[Source data]
------------------------------------------------------------

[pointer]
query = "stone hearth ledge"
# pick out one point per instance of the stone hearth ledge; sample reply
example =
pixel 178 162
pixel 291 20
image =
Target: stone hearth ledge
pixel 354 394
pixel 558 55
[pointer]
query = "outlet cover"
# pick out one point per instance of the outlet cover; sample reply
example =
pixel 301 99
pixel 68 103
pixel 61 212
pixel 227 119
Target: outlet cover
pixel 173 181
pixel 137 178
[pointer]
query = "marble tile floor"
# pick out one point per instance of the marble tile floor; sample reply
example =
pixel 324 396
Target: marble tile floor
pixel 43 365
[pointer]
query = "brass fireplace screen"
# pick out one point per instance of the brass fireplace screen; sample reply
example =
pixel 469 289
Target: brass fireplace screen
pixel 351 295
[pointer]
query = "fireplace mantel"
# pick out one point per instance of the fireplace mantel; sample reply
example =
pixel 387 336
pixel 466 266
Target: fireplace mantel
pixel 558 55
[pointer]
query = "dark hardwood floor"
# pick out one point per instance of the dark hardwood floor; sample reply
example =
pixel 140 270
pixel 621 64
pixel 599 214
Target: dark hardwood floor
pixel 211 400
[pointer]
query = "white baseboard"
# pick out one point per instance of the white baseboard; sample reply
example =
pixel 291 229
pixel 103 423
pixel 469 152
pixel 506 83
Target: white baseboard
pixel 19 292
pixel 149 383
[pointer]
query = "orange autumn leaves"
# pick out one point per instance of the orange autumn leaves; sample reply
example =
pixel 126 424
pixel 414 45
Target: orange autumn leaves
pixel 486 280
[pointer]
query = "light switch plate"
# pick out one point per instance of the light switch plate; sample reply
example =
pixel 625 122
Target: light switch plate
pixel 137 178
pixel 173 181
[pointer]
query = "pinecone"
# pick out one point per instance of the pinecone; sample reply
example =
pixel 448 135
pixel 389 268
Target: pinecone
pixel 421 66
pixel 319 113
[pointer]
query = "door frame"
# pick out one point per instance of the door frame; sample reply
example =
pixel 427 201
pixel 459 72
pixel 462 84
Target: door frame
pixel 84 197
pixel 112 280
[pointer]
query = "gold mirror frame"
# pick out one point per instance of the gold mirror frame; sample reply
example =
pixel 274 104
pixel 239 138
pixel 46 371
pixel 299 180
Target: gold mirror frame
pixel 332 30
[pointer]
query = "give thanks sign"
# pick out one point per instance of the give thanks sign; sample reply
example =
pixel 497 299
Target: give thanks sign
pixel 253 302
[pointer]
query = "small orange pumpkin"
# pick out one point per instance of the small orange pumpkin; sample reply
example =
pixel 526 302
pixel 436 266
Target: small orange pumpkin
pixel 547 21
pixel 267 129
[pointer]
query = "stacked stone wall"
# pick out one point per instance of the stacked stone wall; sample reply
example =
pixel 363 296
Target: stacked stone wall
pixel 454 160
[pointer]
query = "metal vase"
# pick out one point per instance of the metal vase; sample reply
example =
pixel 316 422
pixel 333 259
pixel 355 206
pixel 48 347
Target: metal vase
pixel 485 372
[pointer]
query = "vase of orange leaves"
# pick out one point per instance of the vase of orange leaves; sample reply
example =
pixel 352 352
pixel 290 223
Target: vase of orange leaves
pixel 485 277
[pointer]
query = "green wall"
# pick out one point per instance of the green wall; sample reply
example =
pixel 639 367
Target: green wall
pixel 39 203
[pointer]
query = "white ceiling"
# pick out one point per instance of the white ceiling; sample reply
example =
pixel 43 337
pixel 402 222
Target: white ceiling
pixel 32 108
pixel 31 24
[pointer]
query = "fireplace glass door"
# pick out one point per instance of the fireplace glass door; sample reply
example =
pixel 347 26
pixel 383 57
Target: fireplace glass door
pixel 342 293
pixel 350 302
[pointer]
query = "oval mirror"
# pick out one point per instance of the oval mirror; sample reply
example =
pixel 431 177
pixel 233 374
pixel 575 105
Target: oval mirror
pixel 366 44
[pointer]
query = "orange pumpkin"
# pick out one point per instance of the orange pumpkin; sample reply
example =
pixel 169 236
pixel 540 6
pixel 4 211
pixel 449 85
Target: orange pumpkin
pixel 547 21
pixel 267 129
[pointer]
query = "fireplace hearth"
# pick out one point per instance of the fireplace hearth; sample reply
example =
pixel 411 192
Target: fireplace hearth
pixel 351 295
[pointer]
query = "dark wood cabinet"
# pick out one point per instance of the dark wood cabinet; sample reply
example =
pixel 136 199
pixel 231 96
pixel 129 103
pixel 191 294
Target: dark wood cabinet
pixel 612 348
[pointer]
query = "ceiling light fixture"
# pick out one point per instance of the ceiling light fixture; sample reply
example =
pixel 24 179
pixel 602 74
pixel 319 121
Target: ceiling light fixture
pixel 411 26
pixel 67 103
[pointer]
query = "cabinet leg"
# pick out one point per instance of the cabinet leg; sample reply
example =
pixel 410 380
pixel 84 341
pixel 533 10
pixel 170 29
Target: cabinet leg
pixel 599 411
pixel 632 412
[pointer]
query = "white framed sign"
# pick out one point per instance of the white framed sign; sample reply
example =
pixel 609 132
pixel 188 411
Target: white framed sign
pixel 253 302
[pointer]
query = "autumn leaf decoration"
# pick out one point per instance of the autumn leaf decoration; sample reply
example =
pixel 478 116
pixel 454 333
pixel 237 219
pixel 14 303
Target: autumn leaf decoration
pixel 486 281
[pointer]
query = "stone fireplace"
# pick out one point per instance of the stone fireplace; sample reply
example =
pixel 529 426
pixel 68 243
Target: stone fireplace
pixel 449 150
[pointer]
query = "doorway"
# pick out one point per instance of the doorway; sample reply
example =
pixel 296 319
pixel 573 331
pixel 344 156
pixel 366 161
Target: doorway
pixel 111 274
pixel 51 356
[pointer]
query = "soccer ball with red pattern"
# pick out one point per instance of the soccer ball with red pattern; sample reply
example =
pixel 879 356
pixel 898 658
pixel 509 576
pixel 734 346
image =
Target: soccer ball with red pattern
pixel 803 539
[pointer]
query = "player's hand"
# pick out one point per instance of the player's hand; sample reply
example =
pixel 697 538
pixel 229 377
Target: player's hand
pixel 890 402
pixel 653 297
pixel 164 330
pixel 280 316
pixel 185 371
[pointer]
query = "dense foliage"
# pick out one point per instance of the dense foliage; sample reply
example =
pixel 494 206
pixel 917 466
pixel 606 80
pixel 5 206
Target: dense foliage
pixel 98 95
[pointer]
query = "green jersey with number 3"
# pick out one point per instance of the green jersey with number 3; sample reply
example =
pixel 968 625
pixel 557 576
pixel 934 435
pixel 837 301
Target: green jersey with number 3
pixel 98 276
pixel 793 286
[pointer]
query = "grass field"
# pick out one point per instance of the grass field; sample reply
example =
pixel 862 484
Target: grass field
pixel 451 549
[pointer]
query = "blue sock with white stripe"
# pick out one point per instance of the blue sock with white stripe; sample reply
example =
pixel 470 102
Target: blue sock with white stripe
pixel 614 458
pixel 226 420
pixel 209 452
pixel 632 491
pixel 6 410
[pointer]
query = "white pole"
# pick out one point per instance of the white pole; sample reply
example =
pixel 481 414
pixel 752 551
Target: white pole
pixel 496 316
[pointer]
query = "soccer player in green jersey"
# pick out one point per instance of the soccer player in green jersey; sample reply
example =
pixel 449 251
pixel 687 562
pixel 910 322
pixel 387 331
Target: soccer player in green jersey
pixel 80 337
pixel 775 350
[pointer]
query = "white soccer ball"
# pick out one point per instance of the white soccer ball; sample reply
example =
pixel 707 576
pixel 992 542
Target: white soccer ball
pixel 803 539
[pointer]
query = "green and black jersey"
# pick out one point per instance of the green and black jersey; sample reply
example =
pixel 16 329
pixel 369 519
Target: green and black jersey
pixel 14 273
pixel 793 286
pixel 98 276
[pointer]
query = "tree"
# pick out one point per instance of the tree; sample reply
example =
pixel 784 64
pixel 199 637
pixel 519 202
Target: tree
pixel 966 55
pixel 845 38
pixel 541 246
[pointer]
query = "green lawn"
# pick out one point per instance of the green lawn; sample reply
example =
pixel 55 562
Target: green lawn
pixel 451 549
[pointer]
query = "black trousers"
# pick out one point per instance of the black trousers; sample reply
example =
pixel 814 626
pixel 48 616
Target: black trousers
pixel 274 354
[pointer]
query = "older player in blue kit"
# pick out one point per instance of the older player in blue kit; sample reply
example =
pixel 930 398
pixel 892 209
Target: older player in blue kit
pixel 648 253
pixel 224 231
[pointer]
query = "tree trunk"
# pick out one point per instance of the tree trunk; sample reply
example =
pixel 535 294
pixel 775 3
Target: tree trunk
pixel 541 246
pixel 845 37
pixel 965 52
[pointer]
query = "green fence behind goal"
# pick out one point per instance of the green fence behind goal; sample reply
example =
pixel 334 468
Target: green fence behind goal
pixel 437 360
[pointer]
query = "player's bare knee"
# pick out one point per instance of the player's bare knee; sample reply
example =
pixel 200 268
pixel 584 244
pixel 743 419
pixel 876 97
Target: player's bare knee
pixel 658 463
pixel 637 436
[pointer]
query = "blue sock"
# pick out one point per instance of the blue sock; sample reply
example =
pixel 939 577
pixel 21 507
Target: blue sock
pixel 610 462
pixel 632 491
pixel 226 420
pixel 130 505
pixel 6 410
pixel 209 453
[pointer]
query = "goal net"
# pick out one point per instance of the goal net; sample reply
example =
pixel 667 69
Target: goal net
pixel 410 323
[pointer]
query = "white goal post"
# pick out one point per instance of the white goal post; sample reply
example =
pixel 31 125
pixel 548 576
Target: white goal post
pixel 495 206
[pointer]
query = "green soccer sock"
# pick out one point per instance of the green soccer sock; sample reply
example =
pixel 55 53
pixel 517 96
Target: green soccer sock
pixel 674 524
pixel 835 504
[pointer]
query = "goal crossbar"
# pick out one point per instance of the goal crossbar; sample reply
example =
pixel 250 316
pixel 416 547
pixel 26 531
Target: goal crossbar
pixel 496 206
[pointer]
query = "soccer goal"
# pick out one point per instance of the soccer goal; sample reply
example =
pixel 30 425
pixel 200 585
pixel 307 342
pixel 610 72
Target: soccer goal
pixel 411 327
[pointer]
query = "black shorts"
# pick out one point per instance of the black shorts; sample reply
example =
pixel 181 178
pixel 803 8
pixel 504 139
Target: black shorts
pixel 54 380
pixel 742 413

------------------------------------------------------------

■ **AIM OF THE TASK**:
Please transcribe only the lines in the records above running from the line that has "Target: green and black jersey" through the line that has "pixel 519 202", both included, exactly as they appear.

■ **REPLY**:
Target: green and black jersey
pixel 14 273
pixel 793 286
pixel 98 276
[pointer]
query = "tree"
# pick out one point per instance of the tree; sample reply
example =
pixel 784 64
pixel 199 637
pixel 519 202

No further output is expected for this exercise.